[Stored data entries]

#####

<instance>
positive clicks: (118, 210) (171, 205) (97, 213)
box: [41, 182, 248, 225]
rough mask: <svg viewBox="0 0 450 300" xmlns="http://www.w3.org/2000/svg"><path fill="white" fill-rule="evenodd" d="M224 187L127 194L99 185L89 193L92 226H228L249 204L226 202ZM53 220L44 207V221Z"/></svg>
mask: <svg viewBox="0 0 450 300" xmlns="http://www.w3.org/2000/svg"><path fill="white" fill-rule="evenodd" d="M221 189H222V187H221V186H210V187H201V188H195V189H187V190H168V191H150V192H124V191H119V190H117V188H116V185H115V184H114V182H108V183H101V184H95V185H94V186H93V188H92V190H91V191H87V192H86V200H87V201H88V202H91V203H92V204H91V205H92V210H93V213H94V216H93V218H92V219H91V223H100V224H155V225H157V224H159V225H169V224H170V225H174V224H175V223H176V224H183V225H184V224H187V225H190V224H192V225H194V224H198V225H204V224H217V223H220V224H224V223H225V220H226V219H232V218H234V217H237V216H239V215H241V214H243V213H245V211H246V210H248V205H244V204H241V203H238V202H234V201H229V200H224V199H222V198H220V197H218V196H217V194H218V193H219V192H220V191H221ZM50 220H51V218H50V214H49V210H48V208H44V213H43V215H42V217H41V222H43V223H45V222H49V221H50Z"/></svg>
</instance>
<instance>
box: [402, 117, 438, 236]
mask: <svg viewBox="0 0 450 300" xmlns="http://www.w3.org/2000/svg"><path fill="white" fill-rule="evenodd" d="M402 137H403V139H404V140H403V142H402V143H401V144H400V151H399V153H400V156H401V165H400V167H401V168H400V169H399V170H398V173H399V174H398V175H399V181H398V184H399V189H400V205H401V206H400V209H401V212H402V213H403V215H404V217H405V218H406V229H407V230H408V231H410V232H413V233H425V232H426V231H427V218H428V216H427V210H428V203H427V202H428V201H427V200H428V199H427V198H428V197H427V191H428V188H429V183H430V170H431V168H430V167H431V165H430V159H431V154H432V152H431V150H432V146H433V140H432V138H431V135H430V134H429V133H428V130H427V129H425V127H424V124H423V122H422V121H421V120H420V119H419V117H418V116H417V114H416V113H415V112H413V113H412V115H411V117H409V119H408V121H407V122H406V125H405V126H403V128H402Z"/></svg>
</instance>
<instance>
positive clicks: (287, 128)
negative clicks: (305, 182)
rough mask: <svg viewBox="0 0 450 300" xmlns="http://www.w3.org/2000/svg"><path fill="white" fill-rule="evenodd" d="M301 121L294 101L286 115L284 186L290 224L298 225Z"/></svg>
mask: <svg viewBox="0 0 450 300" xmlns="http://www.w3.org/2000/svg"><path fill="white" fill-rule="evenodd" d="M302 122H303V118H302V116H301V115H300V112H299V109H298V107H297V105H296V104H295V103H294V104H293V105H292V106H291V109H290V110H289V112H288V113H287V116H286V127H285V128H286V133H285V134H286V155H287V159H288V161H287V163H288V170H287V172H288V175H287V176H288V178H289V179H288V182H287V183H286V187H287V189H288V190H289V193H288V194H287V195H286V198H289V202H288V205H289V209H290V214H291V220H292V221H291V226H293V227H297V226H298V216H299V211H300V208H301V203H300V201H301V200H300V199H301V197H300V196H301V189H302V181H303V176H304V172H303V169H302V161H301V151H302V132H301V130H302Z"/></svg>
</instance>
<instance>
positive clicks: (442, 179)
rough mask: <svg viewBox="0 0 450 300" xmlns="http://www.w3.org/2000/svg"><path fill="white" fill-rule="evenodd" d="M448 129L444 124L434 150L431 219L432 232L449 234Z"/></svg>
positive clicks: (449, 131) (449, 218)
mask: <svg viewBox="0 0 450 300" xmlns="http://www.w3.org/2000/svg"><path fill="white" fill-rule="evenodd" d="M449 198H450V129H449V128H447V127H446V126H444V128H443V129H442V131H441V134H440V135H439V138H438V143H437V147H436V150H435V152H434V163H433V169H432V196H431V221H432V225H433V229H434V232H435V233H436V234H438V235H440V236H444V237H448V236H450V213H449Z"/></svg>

#####

> _Task prompt_: Return the records given above in their entirety, word for word.

> _Your response_:
<instance>
positive clicks: (118, 210) (171, 205) (97, 213)
box: [41, 182, 248, 225]
rough mask: <svg viewBox="0 0 450 300" xmlns="http://www.w3.org/2000/svg"><path fill="white" fill-rule="evenodd" d="M224 187L127 194L99 185L89 193L92 226H228L249 204L226 202ZM53 220L44 207V221Z"/></svg>
mask: <svg viewBox="0 0 450 300" xmlns="http://www.w3.org/2000/svg"><path fill="white" fill-rule="evenodd" d="M221 189H222V187H221V186H210V187H201V188H195V189H187V190H168V191H150V192H124V191H119V190H117V188H116V185H115V184H114V182H108V183H101V184H95V185H94V186H93V188H92V190H91V191H87V192H86V200H87V201H88V202H91V203H92V204H91V205H92V210H93V213H94V216H93V218H92V219H91V223H100V224H155V225H157V224H159V225H169V224H170V225H174V224H175V223H176V224H183V225H184V224H187V225H190V224H192V225H194V224H198V225H204V224H217V223H220V224H224V223H225V220H226V219H232V218H234V217H237V216H239V215H241V214H243V213H245V211H246V210H248V205H244V204H241V203H238V202H234V201H229V200H224V199H222V198H220V197H218V196H217V194H218V193H219V192H220V191H221ZM50 220H51V218H50V214H49V210H48V208H44V213H43V215H42V217H41V222H43V223H45V222H49V221H50Z"/></svg>
</instance>
<instance>
box: [402, 117, 438, 236]
mask: <svg viewBox="0 0 450 300" xmlns="http://www.w3.org/2000/svg"><path fill="white" fill-rule="evenodd" d="M402 137H403V139H404V140H403V142H402V143H401V144H400V151H399V153H400V156H401V165H400V167H401V168H400V169H399V170H398V173H399V174H398V175H399V181H398V184H399V189H400V205H401V206H400V209H401V212H402V213H403V215H404V217H405V218H406V229H407V230H408V231H410V232H413V233H425V232H426V231H427V218H428V216H427V210H428V203H427V202H428V201H427V200H428V199H427V198H428V197H427V191H428V188H429V183H430V170H431V168H430V167H431V165H430V159H431V154H432V152H431V150H432V146H433V140H432V138H431V135H430V134H429V133H428V130H427V129H425V127H424V124H423V122H422V121H421V120H420V119H419V117H418V116H417V114H416V113H415V112H413V113H412V115H411V117H409V119H408V121H407V122H406V125H405V126H403V128H402Z"/></svg>
</instance>
<instance>
positive clicks: (287, 128)
negative clicks: (305, 182)
rough mask: <svg viewBox="0 0 450 300" xmlns="http://www.w3.org/2000/svg"><path fill="white" fill-rule="evenodd" d="M301 121L294 101L286 115L284 186L290 224L298 225Z"/></svg>
mask: <svg viewBox="0 0 450 300" xmlns="http://www.w3.org/2000/svg"><path fill="white" fill-rule="evenodd" d="M302 122H303V118H302V116H301V115H300V112H299V109H298V107H297V105H296V104H295V103H294V104H293V105H292V106H291V109H290V110H289V112H288V113H287V116H286V127H285V128H286V133H285V134H286V155H287V159H288V161H287V163H288V170H287V172H288V175H287V176H288V178H289V179H288V182H287V183H286V187H287V189H288V190H289V193H288V194H287V195H286V198H289V202H288V205H289V209H290V214H291V220H292V221H291V226H293V227H297V226H298V216H299V211H300V208H301V203H300V201H301V200H300V199H301V197H300V196H301V189H302V181H303V176H304V172H303V169H302V161H301V151H302V132H301V130H302Z"/></svg>
</instance>
<instance>
positive clicks: (442, 179)
rough mask: <svg viewBox="0 0 450 300" xmlns="http://www.w3.org/2000/svg"><path fill="white" fill-rule="evenodd" d="M448 129L444 124L434 150L431 219L432 232L449 234Z"/></svg>
positive clicks: (449, 131) (449, 218)
mask: <svg viewBox="0 0 450 300" xmlns="http://www.w3.org/2000/svg"><path fill="white" fill-rule="evenodd" d="M449 198H450V129H449V128H447V127H446V126H444V128H443V129H442V131H441V134H440V135H439V138H438V143H437V147H436V150H435V152H434V163H433V169H432V196H431V221H432V225H433V229H434V232H435V233H436V234H438V235H440V236H444V237H448V236H450V213H449Z"/></svg>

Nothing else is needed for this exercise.